- [PROBLEM STATEMENT]
Return every line of the data below that contains the word "pine".

┌─ DATASET EXCERPTS

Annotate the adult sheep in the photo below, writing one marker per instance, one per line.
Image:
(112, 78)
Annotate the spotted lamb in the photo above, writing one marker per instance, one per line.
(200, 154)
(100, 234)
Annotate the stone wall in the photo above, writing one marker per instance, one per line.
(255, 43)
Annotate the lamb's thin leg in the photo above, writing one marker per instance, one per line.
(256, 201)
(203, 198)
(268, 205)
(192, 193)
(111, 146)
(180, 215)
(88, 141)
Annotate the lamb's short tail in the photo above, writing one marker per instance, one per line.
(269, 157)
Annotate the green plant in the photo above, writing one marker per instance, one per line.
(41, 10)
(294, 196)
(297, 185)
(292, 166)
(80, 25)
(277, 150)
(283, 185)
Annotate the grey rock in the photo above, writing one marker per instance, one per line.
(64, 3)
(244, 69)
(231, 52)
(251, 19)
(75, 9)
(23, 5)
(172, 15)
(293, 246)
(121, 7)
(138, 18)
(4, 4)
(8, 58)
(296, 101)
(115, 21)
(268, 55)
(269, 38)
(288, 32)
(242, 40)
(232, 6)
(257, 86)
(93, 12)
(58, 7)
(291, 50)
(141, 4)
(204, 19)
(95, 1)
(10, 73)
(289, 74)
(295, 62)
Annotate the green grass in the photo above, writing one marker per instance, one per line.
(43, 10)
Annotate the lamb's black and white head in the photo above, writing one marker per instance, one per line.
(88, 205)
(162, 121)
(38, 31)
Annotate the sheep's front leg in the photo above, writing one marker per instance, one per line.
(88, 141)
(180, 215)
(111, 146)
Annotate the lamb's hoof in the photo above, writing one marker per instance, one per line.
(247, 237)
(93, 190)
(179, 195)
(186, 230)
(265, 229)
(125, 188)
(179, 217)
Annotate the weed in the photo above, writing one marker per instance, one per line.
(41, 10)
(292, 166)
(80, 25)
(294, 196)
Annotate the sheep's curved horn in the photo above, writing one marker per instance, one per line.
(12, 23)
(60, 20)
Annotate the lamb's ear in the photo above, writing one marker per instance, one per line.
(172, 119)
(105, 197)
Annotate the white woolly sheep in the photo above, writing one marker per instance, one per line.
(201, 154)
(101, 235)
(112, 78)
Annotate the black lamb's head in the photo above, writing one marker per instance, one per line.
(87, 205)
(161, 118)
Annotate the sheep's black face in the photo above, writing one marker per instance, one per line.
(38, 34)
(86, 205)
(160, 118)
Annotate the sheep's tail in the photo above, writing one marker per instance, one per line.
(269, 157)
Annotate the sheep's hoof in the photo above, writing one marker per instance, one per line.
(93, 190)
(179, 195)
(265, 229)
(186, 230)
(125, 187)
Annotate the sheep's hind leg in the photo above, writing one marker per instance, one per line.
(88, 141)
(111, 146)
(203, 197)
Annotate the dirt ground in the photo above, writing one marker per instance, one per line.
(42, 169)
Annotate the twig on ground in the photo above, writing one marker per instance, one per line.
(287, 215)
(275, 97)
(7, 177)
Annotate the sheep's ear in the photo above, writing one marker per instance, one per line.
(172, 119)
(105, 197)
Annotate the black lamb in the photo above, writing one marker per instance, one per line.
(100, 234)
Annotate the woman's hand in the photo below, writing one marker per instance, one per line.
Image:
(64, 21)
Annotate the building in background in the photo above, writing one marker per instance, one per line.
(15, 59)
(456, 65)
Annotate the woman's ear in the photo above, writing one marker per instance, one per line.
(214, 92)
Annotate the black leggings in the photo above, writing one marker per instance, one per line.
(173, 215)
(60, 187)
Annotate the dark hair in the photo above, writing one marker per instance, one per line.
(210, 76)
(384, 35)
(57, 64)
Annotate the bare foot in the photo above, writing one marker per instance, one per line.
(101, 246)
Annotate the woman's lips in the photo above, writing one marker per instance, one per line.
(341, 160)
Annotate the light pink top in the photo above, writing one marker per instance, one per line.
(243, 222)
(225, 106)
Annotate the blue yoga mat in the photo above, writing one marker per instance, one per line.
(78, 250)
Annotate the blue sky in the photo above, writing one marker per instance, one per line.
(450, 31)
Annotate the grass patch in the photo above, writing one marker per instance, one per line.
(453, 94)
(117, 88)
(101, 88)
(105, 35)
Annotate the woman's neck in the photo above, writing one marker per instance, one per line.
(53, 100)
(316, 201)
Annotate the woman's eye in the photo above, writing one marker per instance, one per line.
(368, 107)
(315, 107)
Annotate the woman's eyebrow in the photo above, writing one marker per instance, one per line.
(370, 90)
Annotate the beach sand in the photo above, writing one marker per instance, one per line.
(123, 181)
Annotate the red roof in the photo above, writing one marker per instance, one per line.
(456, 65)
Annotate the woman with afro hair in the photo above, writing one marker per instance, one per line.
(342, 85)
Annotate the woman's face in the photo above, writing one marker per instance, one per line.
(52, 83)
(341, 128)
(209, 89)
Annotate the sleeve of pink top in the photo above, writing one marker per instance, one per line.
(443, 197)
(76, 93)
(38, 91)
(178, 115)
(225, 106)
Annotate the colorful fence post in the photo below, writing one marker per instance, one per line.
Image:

└─
┌─ DATASET EXCERPTS

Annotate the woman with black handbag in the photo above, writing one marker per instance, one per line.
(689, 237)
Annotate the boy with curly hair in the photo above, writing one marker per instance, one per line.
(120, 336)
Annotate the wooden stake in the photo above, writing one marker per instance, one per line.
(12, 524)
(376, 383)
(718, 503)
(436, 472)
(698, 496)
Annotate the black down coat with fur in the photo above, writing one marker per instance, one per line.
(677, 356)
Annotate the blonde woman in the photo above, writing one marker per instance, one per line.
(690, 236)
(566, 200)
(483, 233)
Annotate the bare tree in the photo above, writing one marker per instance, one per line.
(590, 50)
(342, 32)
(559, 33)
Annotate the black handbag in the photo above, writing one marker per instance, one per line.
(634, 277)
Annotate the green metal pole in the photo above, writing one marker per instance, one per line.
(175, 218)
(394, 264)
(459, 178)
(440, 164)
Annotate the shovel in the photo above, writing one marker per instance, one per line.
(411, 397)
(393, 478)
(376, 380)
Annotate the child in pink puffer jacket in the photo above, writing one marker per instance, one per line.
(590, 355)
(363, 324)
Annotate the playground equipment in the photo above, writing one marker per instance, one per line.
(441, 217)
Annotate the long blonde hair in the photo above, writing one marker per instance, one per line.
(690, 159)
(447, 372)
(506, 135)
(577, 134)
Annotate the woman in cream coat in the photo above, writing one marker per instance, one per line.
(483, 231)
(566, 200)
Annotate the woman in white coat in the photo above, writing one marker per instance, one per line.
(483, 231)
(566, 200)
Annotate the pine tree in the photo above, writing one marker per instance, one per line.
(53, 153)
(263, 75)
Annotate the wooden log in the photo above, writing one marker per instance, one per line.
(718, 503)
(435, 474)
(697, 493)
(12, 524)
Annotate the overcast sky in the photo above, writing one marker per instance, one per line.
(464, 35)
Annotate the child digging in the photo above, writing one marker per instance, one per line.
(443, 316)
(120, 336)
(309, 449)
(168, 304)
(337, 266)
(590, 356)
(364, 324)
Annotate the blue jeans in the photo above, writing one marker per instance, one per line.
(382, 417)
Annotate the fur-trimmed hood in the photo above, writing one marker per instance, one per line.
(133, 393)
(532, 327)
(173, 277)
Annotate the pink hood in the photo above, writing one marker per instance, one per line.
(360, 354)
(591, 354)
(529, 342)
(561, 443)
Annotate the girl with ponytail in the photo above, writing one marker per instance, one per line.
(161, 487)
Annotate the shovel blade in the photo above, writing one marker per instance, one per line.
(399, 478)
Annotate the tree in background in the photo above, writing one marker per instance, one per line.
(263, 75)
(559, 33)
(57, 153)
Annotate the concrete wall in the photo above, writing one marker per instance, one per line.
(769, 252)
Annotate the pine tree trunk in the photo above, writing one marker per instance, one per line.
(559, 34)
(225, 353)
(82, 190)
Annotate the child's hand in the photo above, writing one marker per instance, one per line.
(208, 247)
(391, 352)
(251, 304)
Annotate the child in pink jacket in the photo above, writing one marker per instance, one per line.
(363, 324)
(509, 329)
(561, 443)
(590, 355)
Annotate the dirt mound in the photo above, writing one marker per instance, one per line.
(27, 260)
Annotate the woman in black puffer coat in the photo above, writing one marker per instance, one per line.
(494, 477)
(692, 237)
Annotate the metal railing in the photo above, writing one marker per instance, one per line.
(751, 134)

└─
┌─ DATASET EXCERPTS

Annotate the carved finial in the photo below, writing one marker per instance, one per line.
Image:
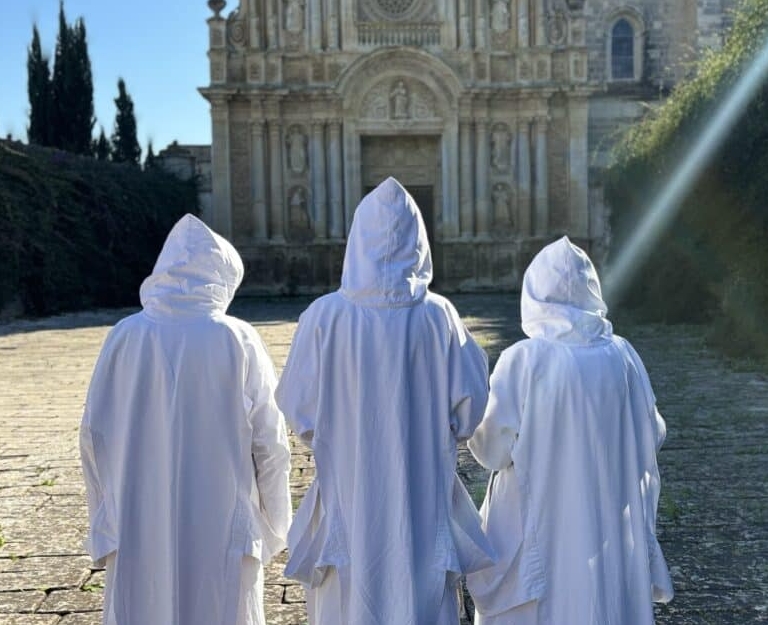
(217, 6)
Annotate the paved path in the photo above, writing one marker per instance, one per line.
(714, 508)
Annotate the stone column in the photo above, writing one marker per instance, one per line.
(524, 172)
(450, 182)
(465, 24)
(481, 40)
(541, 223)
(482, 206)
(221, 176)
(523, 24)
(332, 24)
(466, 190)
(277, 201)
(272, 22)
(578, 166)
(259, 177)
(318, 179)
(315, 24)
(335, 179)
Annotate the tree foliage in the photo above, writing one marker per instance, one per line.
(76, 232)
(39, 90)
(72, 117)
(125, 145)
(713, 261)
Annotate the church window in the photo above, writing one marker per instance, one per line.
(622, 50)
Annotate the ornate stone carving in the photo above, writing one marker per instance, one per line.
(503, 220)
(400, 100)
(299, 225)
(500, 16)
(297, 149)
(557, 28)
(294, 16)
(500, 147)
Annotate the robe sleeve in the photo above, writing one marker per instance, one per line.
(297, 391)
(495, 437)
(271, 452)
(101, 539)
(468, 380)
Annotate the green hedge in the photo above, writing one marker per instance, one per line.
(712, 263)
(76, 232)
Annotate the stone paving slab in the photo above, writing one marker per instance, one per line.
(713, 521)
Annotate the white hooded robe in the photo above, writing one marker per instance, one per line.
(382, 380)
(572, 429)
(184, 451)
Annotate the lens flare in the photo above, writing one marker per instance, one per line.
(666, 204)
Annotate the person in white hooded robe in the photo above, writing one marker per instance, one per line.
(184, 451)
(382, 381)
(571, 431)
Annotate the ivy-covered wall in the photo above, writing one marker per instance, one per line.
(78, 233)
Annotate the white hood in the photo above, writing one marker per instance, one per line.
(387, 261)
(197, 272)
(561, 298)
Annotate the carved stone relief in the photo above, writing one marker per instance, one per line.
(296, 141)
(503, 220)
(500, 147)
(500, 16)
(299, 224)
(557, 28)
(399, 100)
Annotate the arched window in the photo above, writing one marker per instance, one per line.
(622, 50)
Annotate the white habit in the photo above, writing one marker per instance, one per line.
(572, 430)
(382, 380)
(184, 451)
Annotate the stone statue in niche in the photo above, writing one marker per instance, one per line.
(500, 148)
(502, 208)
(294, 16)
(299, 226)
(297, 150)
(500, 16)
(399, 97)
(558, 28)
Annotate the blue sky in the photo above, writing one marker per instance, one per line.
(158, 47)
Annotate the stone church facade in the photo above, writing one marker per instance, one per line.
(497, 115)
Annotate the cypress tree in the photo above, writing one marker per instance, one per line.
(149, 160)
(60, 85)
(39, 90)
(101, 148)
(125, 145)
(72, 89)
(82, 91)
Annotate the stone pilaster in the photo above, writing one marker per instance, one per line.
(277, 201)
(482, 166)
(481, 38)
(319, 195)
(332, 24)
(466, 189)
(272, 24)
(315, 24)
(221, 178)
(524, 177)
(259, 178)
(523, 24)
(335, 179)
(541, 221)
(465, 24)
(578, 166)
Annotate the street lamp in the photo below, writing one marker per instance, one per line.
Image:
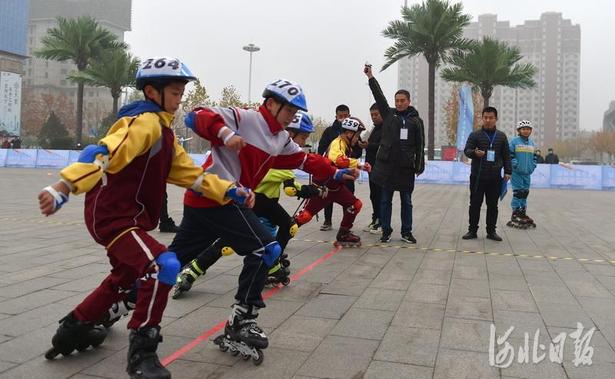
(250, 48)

└─

- [REPLY TO THE TASK]
Annotate the pine tree in the photo above, writing one marker per instance, one per line.
Annotate the pine tree trunk in the photo above, writing one marker per instance, one per line.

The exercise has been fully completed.